• Text excerpt
--------------------

RoseinGarden

Friday, July 23, 2010

Indie Movies and Open Mics

Tonight's adventures included indie movie Youth In Revolt which Kalysta liked and I endured, the first half of Zombieland and sitting in a cafe during an open mic.

Kalysta tried her best to do my makeup before we went out while I started laughing hysterically over nothing. Every time I would stop and be quiet, she'd touch my eyelid with her brush and I'd burst out laughing again, tears smearing at the liquid foundation she'd rubbed under my eyelids. It was very amusing.

At the cafe there is covered outdoor seating and then a large empty doorway that divides the inside from the out. Outside teenagers were smoking hookah and cigarettes and talking loudly. It was busy inside as well so we sat down on a piano bench and watched as the greatly untalented guys crooned along with their guitars, a lewd comedian wannabe announced performers and a woman with so many flashy silver jewelry wrapped around her arms and fingers she twinkled like a star, read a poem declaring her sexual fantasies with a woman in Florida. During this we split a green apple smoothie which was probably the best smoothie I've had in a long time.

--------------------

• Stored data
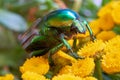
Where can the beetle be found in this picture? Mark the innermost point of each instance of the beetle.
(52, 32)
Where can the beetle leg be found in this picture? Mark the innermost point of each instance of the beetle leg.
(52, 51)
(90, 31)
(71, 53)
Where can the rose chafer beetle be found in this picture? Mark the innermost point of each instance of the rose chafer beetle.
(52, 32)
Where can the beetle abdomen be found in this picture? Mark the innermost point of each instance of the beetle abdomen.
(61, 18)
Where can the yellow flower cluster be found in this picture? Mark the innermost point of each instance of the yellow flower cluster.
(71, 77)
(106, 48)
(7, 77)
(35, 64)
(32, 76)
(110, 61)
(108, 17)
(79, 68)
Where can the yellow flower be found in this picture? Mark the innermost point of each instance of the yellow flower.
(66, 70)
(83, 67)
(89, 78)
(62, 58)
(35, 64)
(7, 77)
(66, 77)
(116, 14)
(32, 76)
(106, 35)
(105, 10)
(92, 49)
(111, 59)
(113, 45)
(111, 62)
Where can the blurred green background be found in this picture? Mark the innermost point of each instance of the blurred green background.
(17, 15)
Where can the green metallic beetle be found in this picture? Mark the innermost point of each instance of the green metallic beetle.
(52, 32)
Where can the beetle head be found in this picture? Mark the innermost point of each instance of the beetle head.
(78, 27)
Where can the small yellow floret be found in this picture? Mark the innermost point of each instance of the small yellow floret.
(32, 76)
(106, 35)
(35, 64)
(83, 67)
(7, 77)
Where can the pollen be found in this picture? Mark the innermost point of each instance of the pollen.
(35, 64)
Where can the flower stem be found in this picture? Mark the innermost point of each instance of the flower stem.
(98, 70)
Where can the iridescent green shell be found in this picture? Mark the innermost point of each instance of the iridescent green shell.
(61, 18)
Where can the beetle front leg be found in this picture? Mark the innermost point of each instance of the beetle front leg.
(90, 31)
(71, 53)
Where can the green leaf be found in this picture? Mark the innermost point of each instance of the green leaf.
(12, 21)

--------------------

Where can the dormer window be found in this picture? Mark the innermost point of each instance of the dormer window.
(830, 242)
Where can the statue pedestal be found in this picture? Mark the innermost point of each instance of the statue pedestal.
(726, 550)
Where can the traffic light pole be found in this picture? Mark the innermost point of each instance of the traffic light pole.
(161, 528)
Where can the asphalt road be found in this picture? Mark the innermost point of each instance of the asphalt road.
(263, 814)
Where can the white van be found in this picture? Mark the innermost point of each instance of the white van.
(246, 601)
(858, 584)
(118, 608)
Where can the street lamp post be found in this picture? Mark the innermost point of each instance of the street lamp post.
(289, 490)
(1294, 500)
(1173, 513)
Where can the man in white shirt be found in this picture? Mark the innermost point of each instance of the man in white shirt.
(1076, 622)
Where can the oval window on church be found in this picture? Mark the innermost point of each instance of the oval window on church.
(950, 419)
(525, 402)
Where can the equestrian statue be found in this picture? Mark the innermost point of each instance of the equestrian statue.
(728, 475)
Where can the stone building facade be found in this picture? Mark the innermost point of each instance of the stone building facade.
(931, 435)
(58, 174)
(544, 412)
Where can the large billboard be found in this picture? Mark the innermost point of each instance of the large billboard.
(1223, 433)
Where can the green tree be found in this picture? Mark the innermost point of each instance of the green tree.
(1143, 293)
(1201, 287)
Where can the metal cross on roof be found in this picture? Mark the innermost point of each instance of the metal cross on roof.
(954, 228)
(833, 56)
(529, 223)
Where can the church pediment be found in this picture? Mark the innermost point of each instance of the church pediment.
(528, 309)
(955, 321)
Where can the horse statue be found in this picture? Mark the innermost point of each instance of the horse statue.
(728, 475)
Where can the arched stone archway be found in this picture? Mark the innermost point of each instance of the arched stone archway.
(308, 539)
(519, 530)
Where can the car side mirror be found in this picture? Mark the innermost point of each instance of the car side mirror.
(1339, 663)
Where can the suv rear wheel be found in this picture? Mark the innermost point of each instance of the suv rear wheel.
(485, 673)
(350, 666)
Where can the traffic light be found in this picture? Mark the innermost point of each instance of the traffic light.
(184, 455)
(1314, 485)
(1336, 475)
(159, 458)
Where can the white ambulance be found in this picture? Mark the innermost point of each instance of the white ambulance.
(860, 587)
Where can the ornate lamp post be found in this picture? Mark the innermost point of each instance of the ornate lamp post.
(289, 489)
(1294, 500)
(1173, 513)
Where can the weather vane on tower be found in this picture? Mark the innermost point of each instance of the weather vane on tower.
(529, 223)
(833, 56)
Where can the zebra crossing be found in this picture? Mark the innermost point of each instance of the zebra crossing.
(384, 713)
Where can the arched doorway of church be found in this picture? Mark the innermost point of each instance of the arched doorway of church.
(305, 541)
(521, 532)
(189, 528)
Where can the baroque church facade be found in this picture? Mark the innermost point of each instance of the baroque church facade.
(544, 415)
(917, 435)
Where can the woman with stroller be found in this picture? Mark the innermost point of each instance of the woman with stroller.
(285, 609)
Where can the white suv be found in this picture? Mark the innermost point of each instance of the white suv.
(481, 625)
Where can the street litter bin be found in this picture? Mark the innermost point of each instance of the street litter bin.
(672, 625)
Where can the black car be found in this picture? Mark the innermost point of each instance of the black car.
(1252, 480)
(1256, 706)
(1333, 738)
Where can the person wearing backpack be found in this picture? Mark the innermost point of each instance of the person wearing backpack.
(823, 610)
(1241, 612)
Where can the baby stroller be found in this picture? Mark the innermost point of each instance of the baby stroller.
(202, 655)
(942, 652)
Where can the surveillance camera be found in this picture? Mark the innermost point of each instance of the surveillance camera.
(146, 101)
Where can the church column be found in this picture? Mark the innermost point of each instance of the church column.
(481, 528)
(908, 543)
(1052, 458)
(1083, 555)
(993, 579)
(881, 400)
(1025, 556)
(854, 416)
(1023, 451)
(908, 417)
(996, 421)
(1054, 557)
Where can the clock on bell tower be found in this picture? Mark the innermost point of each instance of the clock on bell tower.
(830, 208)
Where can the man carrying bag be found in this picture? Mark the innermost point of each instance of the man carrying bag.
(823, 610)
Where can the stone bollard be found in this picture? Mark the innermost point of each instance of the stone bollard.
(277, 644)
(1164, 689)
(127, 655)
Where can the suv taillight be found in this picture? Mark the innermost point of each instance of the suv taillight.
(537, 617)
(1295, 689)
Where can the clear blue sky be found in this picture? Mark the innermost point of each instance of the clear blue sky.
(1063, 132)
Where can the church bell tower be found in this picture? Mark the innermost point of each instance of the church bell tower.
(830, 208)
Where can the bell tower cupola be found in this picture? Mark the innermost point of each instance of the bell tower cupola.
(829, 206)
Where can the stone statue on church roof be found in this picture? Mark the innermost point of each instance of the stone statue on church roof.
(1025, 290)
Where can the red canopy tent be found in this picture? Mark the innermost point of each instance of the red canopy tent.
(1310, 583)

--------------------

• Parts of the exercise
#1 Answer these questions about the blog post, one per line:
(a) Which indie movie did Kalysta like?
(b) What did Kalysta try to do before they went out?
(c) What did the two of them split at the cafe?
#2 Rewrite the part of the blog post starting at "Indie Movies and" and ending at "was very amusing.", changing "hysterically" to "uncontrollably".

• Solutions below
#1
(a) Youth In Revolt
(b) The writer's makeup
(c) A green apple smoothie

#2
Indie Movies and Open Mics

Tonight's adventures included indie movie Youth In Revolt which Kalysta liked and I endured, the first half of Zombieland and sitting in a cafe during an open mic.

Kalysta tried her best to do my makeup before we went out while I started laughing uncontrollably over nothing. Every time I would stop and be quiet, she'd touch my eyelid with her brush and I'd burst out laughing again, tears smearing at the liquid foundation she'd rubbed under my eyelids. It was very amusing.